EXERCISE INPUTS:
══════════

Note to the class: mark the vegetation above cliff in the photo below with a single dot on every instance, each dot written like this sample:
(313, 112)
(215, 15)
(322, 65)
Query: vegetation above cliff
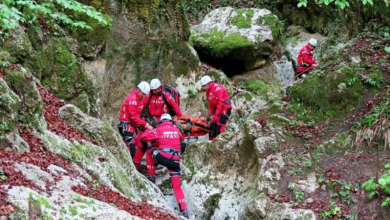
(51, 13)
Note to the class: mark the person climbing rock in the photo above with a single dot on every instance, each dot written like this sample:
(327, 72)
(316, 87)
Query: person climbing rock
(130, 122)
(168, 154)
(162, 99)
(220, 106)
(305, 61)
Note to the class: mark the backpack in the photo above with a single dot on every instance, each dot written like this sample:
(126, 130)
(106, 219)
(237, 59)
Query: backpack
(175, 95)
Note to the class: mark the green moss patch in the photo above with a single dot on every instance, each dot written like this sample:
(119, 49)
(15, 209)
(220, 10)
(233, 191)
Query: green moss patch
(338, 93)
(243, 18)
(59, 72)
(257, 86)
(211, 204)
(272, 21)
(221, 45)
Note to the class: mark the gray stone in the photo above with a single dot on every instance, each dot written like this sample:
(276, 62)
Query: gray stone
(220, 35)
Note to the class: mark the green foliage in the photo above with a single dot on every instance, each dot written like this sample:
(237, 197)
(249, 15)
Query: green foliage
(339, 3)
(380, 187)
(52, 11)
(387, 49)
(274, 23)
(332, 94)
(256, 86)
(243, 18)
(3, 177)
(220, 43)
(73, 210)
(308, 163)
(333, 211)
(191, 93)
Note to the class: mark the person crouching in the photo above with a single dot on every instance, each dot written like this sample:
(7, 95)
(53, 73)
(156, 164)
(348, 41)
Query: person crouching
(168, 154)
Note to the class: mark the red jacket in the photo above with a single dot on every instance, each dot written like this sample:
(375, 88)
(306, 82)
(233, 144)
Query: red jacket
(157, 106)
(166, 134)
(219, 99)
(131, 110)
(305, 59)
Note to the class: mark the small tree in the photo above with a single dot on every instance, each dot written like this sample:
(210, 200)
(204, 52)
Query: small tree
(339, 3)
(54, 12)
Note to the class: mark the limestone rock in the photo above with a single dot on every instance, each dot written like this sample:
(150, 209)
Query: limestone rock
(144, 44)
(236, 34)
(265, 73)
(255, 64)
(18, 44)
(285, 71)
(9, 105)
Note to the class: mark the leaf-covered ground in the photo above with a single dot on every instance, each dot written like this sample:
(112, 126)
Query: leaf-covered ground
(42, 158)
(341, 170)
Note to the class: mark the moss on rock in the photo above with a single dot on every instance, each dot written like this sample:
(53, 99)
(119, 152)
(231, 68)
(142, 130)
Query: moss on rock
(211, 204)
(222, 45)
(31, 107)
(274, 23)
(257, 86)
(59, 71)
(9, 106)
(243, 18)
(336, 92)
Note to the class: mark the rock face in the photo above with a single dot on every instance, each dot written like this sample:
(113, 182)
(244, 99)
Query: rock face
(331, 20)
(236, 34)
(144, 44)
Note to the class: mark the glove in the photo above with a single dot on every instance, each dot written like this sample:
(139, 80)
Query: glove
(214, 118)
(148, 126)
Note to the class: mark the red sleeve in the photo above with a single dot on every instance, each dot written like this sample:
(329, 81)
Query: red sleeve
(308, 58)
(134, 116)
(173, 104)
(149, 135)
(146, 101)
(219, 93)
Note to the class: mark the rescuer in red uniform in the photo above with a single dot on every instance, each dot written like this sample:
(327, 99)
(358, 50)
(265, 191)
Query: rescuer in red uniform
(168, 154)
(220, 106)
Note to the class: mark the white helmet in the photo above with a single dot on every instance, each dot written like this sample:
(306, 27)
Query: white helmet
(155, 83)
(166, 116)
(144, 87)
(313, 42)
(205, 80)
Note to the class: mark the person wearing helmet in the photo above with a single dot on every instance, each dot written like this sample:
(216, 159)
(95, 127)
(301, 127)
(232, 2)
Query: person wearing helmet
(305, 61)
(159, 101)
(220, 106)
(130, 121)
(168, 154)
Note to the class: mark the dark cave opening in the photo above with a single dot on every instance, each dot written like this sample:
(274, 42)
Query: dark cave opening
(229, 67)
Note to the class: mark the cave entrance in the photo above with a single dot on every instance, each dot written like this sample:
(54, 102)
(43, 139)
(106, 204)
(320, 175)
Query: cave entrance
(229, 67)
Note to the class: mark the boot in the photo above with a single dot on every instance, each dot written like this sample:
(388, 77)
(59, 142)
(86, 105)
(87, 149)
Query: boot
(161, 171)
(151, 178)
(184, 213)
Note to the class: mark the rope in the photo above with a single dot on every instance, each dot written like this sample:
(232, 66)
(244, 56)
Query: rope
(272, 89)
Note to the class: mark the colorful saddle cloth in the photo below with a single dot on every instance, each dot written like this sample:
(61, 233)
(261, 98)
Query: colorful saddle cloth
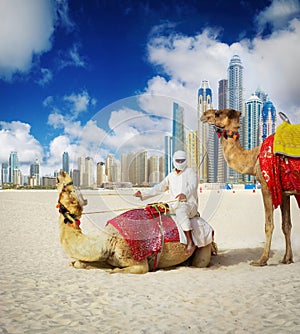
(280, 172)
(287, 140)
(144, 234)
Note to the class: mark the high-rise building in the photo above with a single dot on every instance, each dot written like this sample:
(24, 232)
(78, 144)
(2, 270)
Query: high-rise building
(12, 167)
(83, 176)
(138, 170)
(4, 172)
(126, 159)
(235, 84)
(100, 174)
(154, 176)
(268, 121)
(35, 173)
(168, 155)
(111, 168)
(204, 103)
(65, 162)
(75, 174)
(236, 101)
(222, 104)
(192, 149)
(253, 111)
(178, 133)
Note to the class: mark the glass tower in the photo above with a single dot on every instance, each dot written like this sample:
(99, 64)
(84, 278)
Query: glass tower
(204, 103)
(268, 120)
(65, 161)
(235, 100)
(13, 166)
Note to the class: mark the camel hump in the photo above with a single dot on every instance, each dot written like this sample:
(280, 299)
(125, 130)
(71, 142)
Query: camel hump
(287, 140)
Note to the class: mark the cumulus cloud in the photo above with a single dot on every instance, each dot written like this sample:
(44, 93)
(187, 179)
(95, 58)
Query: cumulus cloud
(278, 14)
(78, 102)
(270, 63)
(25, 30)
(71, 57)
(16, 136)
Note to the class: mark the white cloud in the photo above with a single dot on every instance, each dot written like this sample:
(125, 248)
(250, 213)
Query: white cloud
(278, 14)
(79, 102)
(271, 63)
(46, 77)
(71, 58)
(16, 136)
(25, 30)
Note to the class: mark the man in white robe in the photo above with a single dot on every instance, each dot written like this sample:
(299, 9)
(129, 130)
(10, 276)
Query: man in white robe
(182, 184)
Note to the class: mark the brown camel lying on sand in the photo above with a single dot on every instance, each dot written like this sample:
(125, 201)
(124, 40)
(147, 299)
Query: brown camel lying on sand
(108, 247)
(227, 123)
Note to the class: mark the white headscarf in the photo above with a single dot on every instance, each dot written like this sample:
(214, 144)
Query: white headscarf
(179, 155)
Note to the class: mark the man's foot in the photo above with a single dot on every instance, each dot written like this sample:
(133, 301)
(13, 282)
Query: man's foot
(190, 248)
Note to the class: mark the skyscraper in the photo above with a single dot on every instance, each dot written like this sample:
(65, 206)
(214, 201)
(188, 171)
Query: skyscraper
(178, 128)
(153, 170)
(268, 121)
(204, 103)
(251, 126)
(168, 155)
(235, 84)
(222, 104)
(139, 168)
(192, 150)
(35, 173)
(236, 100)
(65, 162)
(4, 172)
(12, 166)
(100, 174)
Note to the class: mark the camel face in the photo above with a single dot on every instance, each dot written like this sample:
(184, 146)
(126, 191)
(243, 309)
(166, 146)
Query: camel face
(227, 119)
(68, 196)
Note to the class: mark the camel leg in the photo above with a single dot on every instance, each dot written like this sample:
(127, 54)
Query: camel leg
(140, 267)
(269, 226)
(202, 256)
(286, 228)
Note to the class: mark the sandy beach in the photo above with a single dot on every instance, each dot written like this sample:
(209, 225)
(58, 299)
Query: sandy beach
(41, 293)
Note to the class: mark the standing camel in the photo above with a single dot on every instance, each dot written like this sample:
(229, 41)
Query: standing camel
(227, 123)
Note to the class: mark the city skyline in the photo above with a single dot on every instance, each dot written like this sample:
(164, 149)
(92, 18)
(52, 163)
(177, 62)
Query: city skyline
(100, 78)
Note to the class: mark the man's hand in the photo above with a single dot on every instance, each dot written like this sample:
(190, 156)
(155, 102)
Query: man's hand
(181, 198)
(138, 194)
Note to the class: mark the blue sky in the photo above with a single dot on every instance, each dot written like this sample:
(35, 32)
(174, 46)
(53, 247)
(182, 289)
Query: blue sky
(93, 77)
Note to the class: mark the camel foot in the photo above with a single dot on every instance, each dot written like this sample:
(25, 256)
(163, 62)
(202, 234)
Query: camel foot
(190, 249)
(78, 264)
(258, 263)
(287, 261)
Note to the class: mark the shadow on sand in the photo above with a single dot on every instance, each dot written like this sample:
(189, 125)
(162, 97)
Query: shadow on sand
(231, 257)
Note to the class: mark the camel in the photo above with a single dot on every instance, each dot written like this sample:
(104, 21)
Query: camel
(108, 249)
(246, 162)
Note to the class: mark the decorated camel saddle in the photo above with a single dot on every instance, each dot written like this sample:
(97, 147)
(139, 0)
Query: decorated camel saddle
(280, 161)
(147, 230)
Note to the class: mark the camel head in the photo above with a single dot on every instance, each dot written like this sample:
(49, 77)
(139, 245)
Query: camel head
(70, 201)
(227, 119)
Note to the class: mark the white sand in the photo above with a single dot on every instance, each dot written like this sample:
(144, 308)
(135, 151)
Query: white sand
(40, 293)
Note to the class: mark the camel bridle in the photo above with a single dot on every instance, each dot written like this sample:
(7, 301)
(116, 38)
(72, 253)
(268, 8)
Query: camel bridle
(221, 132)
(68, 216)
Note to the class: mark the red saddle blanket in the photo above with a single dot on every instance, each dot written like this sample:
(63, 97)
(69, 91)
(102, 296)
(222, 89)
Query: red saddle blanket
(143, 234)
(280, 172)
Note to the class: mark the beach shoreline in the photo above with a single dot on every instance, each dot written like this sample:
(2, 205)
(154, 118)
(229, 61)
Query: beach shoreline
(41, 293)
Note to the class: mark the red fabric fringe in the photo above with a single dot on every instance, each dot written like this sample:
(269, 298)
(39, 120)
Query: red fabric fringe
(280, 174)
(142, 233)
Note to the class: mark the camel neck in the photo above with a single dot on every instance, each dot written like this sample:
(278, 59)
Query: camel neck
(241, 160)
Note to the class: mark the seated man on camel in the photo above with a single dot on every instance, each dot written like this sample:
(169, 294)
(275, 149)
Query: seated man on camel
(182, 184)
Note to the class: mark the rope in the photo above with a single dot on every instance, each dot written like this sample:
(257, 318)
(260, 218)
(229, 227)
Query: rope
(122, 209)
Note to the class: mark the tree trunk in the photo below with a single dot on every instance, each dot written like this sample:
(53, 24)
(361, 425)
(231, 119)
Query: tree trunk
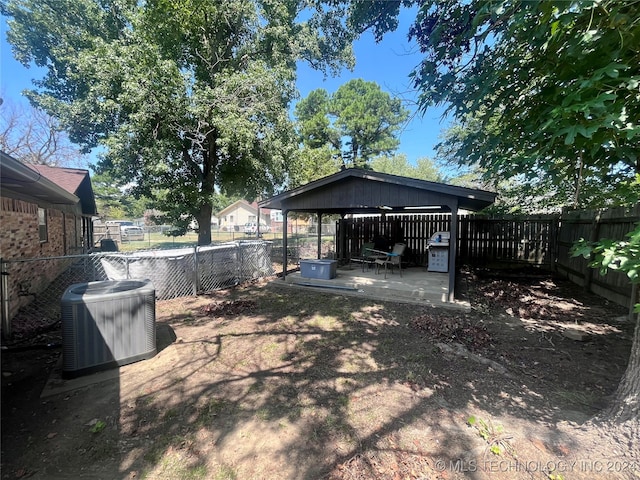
(626, 403)
(204, 224)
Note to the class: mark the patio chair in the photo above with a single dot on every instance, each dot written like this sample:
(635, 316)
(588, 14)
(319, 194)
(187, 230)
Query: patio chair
(365, 257)
(392, 259)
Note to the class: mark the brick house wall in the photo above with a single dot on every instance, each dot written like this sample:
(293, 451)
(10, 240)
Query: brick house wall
(19, 239)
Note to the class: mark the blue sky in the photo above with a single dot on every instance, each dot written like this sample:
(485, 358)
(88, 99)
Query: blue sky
(387, 63)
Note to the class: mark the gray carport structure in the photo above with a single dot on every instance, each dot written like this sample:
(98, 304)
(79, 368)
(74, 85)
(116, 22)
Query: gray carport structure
(359, 191)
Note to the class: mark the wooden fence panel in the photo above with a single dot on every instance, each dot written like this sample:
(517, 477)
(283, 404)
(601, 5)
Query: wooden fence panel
(543, 241)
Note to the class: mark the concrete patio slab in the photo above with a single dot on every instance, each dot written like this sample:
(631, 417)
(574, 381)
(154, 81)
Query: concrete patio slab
(416, 285)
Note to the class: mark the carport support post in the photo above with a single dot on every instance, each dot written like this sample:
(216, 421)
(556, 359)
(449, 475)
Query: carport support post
(319, 218)
(4, 291)
(285, 229)
(453, 242)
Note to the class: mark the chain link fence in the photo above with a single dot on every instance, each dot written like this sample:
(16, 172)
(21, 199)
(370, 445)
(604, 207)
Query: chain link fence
(32, 288)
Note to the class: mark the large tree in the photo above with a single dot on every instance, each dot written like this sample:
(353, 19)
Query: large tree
(358, 122)
(545, 90)
(552, 89)
(188, 98)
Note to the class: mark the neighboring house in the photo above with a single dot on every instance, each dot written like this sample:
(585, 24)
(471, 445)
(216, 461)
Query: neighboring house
(237, 214)
(44, 212)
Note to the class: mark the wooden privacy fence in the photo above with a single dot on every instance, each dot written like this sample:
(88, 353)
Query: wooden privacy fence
(593, 225)
(543, 241)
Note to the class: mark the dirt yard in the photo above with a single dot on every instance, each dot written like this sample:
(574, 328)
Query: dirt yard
(274, 382)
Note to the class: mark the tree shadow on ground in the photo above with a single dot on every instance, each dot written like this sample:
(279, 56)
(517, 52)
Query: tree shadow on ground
(270, 382)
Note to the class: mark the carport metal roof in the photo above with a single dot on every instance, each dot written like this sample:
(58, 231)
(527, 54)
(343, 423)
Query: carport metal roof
(363, 191)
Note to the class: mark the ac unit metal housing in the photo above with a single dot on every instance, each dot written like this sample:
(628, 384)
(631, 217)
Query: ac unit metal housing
(107, 324)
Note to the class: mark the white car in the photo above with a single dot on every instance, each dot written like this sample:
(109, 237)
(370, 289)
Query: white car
(251, 228)
(130, 233)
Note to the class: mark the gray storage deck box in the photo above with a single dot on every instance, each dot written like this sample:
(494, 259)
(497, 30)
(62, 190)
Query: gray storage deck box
(322, 269)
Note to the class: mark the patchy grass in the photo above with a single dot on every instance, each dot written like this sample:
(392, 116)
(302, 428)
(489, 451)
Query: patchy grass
(270, 382)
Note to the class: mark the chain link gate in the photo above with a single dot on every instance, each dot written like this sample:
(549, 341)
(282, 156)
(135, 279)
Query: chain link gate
(32, 288)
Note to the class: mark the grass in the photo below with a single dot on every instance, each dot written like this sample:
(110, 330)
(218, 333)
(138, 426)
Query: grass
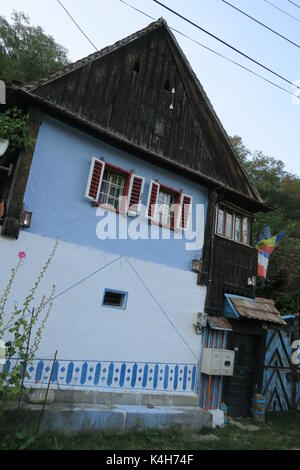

══════════

TASK PROMPT: Collect every line in the records above that contains the word "standing", treating uppercase and lowercase letters as distinct.

THE OUTPUT:
Note to the class: mark the standing camel in the photo above with a single dot on every instance, each dot written like this sample:
Query: standing camel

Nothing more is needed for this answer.